Assignment
Return all the lines below exactly as written. Drop every picture.

* * * *

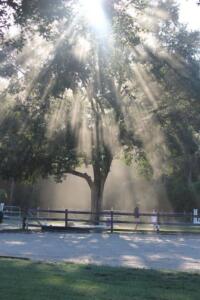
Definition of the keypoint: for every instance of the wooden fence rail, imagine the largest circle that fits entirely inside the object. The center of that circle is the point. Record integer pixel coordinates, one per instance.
(108, 219)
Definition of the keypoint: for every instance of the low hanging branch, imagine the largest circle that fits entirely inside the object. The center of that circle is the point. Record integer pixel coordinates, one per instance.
(82, 175)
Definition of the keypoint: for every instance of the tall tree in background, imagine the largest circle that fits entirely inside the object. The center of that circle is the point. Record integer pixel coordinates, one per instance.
(86, 92)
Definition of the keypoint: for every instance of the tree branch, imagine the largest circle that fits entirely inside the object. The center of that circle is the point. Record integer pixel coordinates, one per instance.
(82, 175)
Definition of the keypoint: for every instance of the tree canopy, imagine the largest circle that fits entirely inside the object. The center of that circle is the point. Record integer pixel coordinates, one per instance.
(81, 93)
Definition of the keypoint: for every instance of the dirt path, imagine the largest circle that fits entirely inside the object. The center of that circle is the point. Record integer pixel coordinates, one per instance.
(179, 252)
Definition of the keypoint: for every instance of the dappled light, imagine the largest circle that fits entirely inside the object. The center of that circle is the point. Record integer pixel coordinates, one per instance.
(92, 82)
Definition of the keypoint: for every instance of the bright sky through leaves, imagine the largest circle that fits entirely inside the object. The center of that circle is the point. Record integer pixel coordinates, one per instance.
(92, 10)
(190, 14)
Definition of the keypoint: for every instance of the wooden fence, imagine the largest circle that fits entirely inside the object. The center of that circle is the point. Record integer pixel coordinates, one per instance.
(108, 220)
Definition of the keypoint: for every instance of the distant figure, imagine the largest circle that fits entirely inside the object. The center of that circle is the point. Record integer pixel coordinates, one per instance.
(137, 216)
(154, 220)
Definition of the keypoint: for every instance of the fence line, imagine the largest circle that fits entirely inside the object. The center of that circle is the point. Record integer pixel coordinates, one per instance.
(107, 219)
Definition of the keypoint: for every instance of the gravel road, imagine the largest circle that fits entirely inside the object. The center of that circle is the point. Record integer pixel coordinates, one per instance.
(157, 251)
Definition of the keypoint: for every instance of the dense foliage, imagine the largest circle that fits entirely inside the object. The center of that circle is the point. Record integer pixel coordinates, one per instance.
(65, 108)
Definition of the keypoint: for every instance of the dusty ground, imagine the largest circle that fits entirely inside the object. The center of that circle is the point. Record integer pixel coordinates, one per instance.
(179, 252)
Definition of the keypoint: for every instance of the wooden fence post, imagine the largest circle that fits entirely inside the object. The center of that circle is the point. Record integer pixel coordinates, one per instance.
(111, 221)
(66, 218)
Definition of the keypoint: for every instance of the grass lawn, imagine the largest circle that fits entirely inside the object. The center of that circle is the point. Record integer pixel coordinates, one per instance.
(26, 280)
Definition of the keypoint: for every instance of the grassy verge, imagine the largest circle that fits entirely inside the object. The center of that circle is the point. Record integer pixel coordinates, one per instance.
(25, 280)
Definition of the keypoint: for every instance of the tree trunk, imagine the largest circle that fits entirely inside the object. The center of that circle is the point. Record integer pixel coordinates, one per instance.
(96, 201)
(12, 190)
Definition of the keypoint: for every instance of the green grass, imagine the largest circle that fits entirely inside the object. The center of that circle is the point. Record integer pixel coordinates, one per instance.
(26, 280)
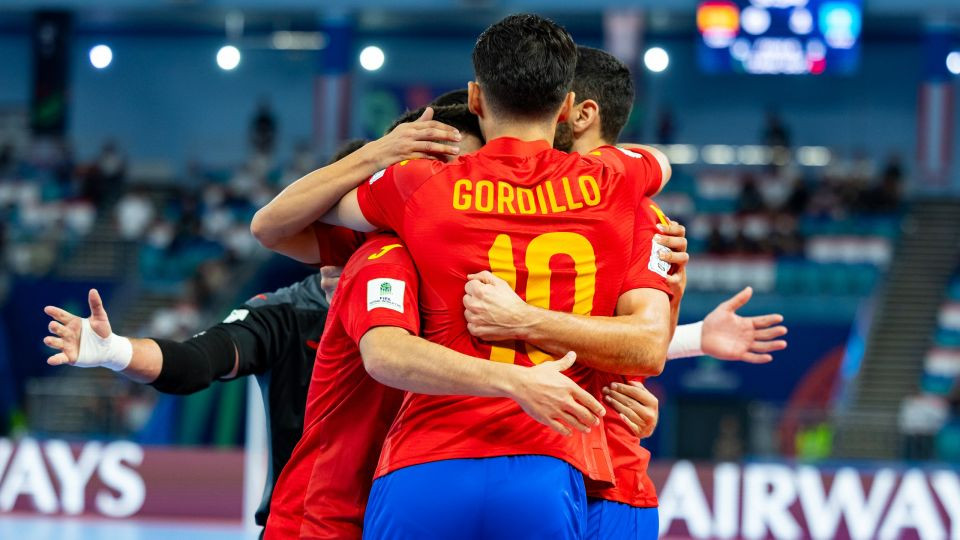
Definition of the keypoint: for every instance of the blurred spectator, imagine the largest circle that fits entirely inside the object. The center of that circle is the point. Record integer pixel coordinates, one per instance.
(750, 200)
(716, 243)
(135, 212)
(774, 131)
(104, 177)
(665, 126)
(728, 445)
(304, 161)
(263, 129)
(6, 160)
(921, 417)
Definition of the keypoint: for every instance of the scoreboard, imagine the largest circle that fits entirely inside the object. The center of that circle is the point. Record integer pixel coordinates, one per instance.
(796, 37)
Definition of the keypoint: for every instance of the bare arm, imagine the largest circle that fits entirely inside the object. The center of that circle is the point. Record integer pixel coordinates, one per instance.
(396, 358)
(307, 200)
(146, 360)
(661, 158)
(632, 343)
(726, 335)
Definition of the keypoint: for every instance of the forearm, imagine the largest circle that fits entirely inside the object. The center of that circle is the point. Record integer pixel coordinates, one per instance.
(191, 366)
(146, 363)
(309, 198)
(686, 341)
(628, 345)
(400, 360)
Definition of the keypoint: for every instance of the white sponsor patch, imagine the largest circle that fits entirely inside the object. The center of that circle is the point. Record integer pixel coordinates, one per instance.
(237, 315)
(630, 153)
(655, 264)
(385, 293)
(377, 175)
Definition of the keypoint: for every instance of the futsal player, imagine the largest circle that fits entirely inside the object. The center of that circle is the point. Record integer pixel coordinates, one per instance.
(605, 93)
(527, 485)
(322, 491)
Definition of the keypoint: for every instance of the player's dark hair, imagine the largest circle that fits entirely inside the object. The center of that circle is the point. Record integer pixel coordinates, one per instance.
(603, 78)
(453, 97)
(458, 116)
(346, 148)
(525, 65)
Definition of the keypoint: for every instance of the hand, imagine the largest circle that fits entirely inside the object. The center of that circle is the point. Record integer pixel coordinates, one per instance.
(329, 278)
(68, 328)
(639, 408)
(422, 138)
(673, 236)
(493, 310)
(553, 399)
(728, 336)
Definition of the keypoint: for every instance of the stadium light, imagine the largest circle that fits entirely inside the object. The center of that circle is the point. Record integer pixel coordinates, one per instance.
(953, 62)
(228, 57)
(101, 56)
(372, 58)
(656, 59)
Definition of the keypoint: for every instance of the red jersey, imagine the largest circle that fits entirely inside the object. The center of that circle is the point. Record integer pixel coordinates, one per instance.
(323, 490)
(336, 245)
(630, 459)
(558, 227)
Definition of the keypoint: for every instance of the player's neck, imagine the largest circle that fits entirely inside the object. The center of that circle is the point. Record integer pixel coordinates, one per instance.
(587, 143)
(525, 131)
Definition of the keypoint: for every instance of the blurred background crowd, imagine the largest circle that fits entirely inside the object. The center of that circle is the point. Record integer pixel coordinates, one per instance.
(136, 144)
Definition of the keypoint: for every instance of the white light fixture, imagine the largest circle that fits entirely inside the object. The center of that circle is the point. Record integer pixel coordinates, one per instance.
(228, 57)
(372, 58)
(101, 56)
(755, 20)
(953, 62)
(656, 59)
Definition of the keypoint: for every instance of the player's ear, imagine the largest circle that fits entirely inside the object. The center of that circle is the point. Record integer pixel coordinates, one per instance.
(566, 109)
(586, 114)
(474, 101)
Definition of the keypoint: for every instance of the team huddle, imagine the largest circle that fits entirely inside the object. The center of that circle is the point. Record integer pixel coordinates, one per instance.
(509, 286)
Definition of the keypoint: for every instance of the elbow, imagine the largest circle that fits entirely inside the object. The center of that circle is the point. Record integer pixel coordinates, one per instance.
(648, 359)
(378, 363)
(261, 230)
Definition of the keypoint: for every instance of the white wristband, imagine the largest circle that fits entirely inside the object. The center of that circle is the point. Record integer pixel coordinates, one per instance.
(686, 341)
(112, 352)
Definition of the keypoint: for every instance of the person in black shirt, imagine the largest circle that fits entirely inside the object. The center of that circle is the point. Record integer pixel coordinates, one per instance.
(273, 336)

* * * *

Solution below
Definition of the keypoint: for every instance of the wooden fence rail, imagine the largest circle that fits entirely inside the object. The center of that circle is the point. Record integer pixel coordinates, one per instance.
(108, 219)
Definition of the keypoint: for every instance of the low hanging branch, imagine the largest circle that fits entirely inside the object. The center of that circle is the point. Record integer pixel coordinates, one per instance.
(82, 175)
Definition of the keypoint: for every instance of the tall tree in background, imagine the largest circle that fits entirely inside the object. The center of that circle is the point. Record integer pixel coordinates, one per instance.
(86, 92)
Definition of the keypoint: for every instance of the tree branch, imagine the largest circle that fits entirely inside the object. The center of that circle is the point. Record integer pixel coordinates, one per instance.
(82, 175)
Definition of the keypoint: for every instance of the tree canopy, imagine the largest circle that fits entirely inside the object. The center of that circle is the point. Record integer pixel coordinates, one per instance.
(81, 93)
Definition of the keypoint: for every instance of the dirt path, imagine the largest circle that fits entirely inside the object. The center of that circle is the point. Record integer pixel coordinates, one per instance.
(179, 252)
Definition of the keypoint: for every instance of the dappled light, imagine the largest circle that fits entirely inside the object. The center of that circle is the point. Record integer pixel coordinates, one per instance.
(92, 82)
Definition of the keypoint: for every instance of the bright sky through leaves, imagine the largest circle that fits entirely inside the object. The center of that circle is the point. Record integer pixel coordinates, one per instance.
(92, 10)
(190, 14)
Definition of the keypoint: for every instance of the wooden fence, imagine the largest circle that fits entirely inside the object. The center of that circle is the point. Record integer pixel coordinates, one per instance.
(108, 220)
Definition of the keypoint: for every instance of the distant figure, imagine the largest circle that fits entirely inside the object. The center of that circle is the point. Record integer pixel coordinates, one per instance.
(137, 216)
(154, 220)
Definition of the keypoint: for every instance of the fence line, imagine the largest circle that fits entirely inside the object. The center of that circle is the point. Record integer pixel coordinates, one per instance.
(107, 219)
Definition of the keypoint: for every instance of the gravel road, imagine the largest circle that fits entirely inside the object. The center of that circle is the point. Record integer pixel coordinates, one per instance.
(157, 251)
Definition of the keypoint: for every instance of the dense foliage, imagine the largest circle that fits entirely inside the object. The center of that circle is the point. Record integer pixel coordinates, one per instance.
(65, 108)
Definition of the keypoint: for every instance of the dusty ground, imagine the largest circle that fits entirely inside the object. The center of that circle is the point. Record integer pixel coordinates, one per instance.
(179, 252)
Definition of the keypoint: for every instance of the wooden fence post, imagine the largest circle that fits entirely inside the object. The center of that circle is the point. Record integer pixel coordinates, one per instance.
(111, 221)
(66, 218)
Definition of the keypoint: for every instance of the grass lawn, imagine the largest circle that fits entirely inside the object. The center of that circle is the point. Record integer pixel coordinates, one per instance.
(26, 280)
Definition of the keypoint: for every instance of the grassy verge, imagine the largest circle that fits entirely inside the object. The center of that circle is the point. Record integer pixel coordinates, one per instance.
(25, 280)
Definition of the keypoint: for every instance of the tree trunk, imagine the largest circle that fits entirely inside the object. The center of that circle is the point. Record integer pixel coordinates, one per instance.
(96, 201)
(12, 190)
Definition of the keypoint: for every instance of the green grass, imagine the largest circle that fits entirely inside the object. The center of that circle is the point. Record integer pixel coordinates, one per instance.
(26, 280)
Definition of the keypoint: for every instance of the blurred spectator, imagine the largest circle that fits entirely inside the object. The center of that circle is the point. Record integer pixel coordinates, one per instance.
(750, 200)
(716, 243)
(135, 212)
(774, 131)
(104, 177)
(665, 126)
(728, 445)
(304, 161)
(263, 129)
(6, 160)
(921, 417)
Definition of the keypoint: for every instance of the scoreboard, imagine the largest circle that fits entirely inside the object. The center of that circle is the point. Record integer pixel coordinates, one per instance.
(796, 37)
Definition of the keypoint: for every instance of the bare arm, imagine the largest circle that fits entirely inside the object. The center of that circle is the point. Record integer pixel coordinates, one per instance.
(396, 358)
(307, 200)
(146, 360)
(661, 158)
(632, 343)
(726, 335)
Definition of the keypoint: for every instance of the forearm, imagine the largest circle that fits entirely inside the object. The center of that circle is the point. Record integer pixel coordinates, one per instance.
(191, 366)
(146, 363)
(309, 198)
(686, 341)
(628, 345)
(400, 360)
Definition of the keypoint: for every instance of the white sponsor patch, imagine the largest circle that fits entirely inside the object. The center of that circle is the point. Record integer pixel coordinates, one per instance.
(237, 315)
(630, 153)
(655, 264)
(385, 293)
(377, 175)
Definition of the keypoint: for every instance of the futsal player, imagine the largest circle that fits entirely inside the object. The center of that circle is the point. Record integer pixel coordinates, one per instance.
(605, 93)
(527, 485)
(322, 491)
Definition of the keypoint: for every instance of the player's dark hair, imagine the largest circle that fits entirely inside the object. The center of that circle is the point. Record integer pixel coordinates, one per instance.
(603, 78)
(453, 97)
(458, 116)
(346, 148)
(525, 65)
Definition of the keypoint: for every instance of the hand, imagine the largest circle that fits entirely inside the object. The center of that circle is the point. Record integer pixel coordinates, one per instance.
(329, 278)
(68, 328)
(639, 408)
(422, 138)
(673, 236)
(493, 310)
(553, 399)
(728, 336)
Definition of the keypoint: for every instance of the stadium light, imagine the largest circle that fits entirely inside the object. The center of that circle is the point. Record integer pixel coordinates, one per instance.
(953, 62)
(228, 57)
(101, 56)
(372, 58)
(656, 59)
Definition of the keypoint: for every instance of the red jersey, imagine the largest circle that fits entirely inside the object. The center of that circle is the point. Record integer pixel coordinates, one per instance.
(323, 490)
(336, 245)
(630, 459)
(558, 227)
Definition of the keypoint: for every instance of the player's neck, imagine the largest circle that fits entirely inside the object. The center of that circle is the point. Record integer pixel coordinates, one per instance.
(587, 143)
(525, 131)
Definition of the keypoint: for every instance of the blurred background crowd, imagine the largest circle that fits entirely inside the object. The center of that circle is the point. Record integer pixel coordinates, one per instance.
(136, 144)
Definition of the keypoint: for every instance of the white light fixture, imagine the largest circle that fits entirely inside the object. The center of that circle is the point. Record integer pixel coordinates, one per instance.
(228, 57)
(372, 58)
(101, 56)
(755, 20)
(953, 62)
(656, 59)
Definition of the keypoint: for every instance of the player's ear, imagine the largest circle that fits entirely inside the object. The center of that circle is the point. Record integer pixel coordinates, one per instance.
(566, 109)
(586, 114)
(474, 101)
Definition of the keypoint: for every instance of the team huddle, imagine the largest circle that fits entirely inside the object. The center of that circle is the point. Record integer pixel coordinates, one per instance.
(509, 286)
Definition of the keypoint: for every instance of the elbow, imagine the largest circle that fits entirely inside the object. The center of that circle is the point. Record integer pixel coordinates, one per instance.
(648, 359)
(378, 363)
(261, 230)
Definition of the keypoint: for every instance of the white wristband, imagine the largest circle that fits entirely inside the object. The center of that circle is the point. Record integer pixel coordinates, one per instance.
(686, 341)
(112, 352)
Definition of the keypoint: for every instance of the person in black shirt, imagine the largest circle that fits entirely inside the object. The center of that circle is the point. Record integer pixel coordinates, one per instance.
(273, 336)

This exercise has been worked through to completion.